Short exercise: Count the lines in the entries below that contain the word "stone", treating uppercase and lowercase as different. Reply with only the number.

Material provided:

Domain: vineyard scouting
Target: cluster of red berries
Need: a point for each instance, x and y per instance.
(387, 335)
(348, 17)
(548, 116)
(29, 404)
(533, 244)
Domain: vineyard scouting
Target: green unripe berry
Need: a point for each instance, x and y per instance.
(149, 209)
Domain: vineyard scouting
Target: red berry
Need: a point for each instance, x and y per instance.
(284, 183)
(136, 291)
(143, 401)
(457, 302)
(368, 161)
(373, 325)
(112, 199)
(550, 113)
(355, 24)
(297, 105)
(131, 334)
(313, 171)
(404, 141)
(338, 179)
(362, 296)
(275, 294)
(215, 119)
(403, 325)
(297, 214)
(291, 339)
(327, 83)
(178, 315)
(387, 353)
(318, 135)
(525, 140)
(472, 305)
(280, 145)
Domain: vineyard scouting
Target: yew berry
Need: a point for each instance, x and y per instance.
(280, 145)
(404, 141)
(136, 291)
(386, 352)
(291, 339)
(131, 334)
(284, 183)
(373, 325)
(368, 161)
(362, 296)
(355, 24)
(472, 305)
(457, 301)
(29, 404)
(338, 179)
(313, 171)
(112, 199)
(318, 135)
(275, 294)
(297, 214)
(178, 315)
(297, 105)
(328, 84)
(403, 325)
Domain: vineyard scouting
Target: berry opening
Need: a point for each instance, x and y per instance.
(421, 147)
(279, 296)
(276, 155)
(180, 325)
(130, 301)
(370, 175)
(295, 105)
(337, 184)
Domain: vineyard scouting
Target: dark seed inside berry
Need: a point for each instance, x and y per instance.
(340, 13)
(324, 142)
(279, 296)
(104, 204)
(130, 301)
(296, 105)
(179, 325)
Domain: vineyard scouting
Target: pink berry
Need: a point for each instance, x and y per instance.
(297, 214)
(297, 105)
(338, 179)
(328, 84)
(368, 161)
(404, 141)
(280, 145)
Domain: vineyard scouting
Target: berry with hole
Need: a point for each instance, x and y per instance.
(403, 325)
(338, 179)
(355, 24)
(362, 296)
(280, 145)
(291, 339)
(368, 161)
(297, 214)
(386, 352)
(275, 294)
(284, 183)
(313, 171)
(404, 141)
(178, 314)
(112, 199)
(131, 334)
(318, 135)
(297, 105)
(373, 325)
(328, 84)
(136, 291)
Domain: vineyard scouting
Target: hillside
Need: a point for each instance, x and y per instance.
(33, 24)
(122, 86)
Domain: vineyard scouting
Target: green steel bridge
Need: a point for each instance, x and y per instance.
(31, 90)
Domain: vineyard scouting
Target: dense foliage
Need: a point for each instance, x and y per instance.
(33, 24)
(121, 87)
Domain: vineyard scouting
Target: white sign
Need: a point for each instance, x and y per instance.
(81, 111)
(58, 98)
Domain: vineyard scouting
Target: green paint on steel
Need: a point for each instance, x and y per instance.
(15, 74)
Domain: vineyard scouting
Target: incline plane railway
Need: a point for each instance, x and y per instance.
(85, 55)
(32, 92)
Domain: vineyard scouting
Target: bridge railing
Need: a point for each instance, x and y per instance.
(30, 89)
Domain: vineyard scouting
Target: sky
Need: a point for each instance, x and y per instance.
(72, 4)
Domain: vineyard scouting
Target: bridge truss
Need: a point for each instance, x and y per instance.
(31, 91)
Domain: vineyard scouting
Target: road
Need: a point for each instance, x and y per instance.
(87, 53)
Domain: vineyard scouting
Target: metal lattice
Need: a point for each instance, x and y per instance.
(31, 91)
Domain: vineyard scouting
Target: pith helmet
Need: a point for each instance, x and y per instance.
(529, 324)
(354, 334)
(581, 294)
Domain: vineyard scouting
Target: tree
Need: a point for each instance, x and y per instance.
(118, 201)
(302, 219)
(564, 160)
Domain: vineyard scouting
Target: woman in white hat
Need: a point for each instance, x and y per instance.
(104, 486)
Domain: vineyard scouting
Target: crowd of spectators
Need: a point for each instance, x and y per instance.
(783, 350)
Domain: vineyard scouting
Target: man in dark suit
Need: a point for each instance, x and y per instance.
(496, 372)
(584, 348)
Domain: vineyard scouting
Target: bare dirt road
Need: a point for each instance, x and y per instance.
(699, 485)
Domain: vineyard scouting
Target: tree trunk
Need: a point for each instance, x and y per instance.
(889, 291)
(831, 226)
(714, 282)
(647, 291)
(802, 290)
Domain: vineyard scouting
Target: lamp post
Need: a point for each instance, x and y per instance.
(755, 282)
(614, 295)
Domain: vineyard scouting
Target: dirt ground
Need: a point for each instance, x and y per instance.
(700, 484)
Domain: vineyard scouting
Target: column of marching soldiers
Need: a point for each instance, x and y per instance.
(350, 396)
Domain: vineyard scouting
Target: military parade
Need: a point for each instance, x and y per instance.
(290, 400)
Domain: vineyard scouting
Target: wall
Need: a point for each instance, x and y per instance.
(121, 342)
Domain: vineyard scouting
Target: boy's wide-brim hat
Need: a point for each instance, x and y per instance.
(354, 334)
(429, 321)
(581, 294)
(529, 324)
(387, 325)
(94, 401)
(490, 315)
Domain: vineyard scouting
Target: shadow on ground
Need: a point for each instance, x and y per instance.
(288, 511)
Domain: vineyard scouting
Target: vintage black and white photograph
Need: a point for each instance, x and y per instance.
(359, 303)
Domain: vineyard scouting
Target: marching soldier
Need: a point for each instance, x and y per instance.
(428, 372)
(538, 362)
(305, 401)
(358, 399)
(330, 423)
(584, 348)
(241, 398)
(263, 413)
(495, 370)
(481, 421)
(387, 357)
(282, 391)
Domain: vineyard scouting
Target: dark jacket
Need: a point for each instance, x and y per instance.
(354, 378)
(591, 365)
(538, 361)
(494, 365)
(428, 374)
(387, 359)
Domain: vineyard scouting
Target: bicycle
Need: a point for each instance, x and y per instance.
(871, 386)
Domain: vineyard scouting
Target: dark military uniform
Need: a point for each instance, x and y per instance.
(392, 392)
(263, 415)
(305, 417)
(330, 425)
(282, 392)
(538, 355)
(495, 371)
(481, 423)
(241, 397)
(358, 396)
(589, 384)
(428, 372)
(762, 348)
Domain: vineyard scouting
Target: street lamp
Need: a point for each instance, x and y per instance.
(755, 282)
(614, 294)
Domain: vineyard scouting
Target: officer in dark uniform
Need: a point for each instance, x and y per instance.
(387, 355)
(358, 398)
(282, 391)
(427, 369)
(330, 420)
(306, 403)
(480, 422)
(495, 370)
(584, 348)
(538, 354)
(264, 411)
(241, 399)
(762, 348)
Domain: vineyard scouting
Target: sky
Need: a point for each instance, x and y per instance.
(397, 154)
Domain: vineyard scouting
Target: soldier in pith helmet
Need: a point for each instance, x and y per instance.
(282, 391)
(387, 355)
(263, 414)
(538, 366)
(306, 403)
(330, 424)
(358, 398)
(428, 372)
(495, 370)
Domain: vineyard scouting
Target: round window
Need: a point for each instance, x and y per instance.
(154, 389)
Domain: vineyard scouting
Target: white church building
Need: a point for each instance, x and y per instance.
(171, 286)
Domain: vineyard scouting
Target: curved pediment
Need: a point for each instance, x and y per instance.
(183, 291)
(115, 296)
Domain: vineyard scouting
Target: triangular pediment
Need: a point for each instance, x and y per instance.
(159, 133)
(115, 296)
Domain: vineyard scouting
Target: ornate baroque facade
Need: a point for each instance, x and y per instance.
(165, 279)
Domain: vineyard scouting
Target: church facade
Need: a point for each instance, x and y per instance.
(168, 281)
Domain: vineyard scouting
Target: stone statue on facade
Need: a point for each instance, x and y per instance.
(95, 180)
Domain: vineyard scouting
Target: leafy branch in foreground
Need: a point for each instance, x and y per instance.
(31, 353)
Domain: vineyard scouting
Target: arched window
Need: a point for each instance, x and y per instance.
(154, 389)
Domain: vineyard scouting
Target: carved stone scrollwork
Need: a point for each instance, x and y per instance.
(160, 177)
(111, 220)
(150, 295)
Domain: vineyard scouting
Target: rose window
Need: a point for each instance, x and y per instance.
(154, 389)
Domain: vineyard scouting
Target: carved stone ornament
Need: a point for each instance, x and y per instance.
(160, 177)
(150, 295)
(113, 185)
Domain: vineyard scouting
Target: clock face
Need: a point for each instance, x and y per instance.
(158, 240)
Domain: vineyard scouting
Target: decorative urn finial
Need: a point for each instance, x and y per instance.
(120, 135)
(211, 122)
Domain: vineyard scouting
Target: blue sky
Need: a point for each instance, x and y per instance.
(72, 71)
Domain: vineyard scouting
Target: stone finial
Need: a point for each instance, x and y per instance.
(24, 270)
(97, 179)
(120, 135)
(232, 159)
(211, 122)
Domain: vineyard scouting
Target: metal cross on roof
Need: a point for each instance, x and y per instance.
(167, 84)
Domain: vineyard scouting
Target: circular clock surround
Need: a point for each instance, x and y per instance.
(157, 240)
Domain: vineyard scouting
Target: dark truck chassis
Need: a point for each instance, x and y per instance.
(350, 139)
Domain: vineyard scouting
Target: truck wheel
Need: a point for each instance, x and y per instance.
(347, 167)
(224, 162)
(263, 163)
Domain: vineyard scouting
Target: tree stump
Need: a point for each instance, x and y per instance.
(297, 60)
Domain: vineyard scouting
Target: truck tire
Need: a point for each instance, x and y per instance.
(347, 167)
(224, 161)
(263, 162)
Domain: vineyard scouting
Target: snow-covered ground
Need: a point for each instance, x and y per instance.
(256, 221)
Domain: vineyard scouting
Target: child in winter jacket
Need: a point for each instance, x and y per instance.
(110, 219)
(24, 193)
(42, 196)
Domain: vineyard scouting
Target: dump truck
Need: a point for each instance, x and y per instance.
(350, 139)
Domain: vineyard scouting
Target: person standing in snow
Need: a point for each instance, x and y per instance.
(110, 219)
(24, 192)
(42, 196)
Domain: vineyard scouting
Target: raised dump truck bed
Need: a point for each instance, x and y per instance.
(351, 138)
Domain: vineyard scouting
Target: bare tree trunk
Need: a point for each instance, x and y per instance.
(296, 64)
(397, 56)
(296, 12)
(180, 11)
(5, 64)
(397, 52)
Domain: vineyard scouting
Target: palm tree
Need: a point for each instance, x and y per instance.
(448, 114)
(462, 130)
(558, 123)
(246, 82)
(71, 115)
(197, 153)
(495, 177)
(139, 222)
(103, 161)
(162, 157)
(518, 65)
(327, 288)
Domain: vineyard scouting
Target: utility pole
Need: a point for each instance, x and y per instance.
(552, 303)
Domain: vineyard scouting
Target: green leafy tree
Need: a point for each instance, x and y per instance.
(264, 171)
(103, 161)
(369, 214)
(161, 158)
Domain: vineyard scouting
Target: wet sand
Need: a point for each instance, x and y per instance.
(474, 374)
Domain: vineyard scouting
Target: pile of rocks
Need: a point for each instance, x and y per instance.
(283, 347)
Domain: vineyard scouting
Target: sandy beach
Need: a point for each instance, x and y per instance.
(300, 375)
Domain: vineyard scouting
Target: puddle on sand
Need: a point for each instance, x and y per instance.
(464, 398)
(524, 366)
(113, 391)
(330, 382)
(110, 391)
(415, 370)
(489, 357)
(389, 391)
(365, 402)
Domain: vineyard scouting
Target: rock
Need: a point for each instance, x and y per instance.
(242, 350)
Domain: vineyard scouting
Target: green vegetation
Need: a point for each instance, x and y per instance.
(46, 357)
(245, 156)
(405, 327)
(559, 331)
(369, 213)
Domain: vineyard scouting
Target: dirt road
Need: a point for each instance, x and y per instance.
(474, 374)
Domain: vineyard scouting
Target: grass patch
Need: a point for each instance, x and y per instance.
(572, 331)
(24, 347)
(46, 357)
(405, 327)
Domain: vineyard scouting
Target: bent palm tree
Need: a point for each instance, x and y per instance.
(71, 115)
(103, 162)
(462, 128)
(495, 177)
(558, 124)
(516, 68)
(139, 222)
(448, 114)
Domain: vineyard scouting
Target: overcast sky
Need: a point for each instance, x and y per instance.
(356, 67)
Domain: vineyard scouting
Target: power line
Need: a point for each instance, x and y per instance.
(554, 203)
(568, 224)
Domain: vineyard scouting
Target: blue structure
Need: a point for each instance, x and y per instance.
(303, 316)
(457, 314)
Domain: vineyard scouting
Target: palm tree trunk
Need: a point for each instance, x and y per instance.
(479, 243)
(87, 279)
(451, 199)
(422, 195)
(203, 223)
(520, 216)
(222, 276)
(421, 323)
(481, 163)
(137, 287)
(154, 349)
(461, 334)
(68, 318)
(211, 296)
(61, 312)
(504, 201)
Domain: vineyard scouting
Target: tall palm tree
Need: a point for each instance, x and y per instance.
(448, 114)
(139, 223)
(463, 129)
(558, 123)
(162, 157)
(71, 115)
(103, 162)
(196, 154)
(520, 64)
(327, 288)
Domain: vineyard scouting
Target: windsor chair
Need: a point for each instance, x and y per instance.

Result: 4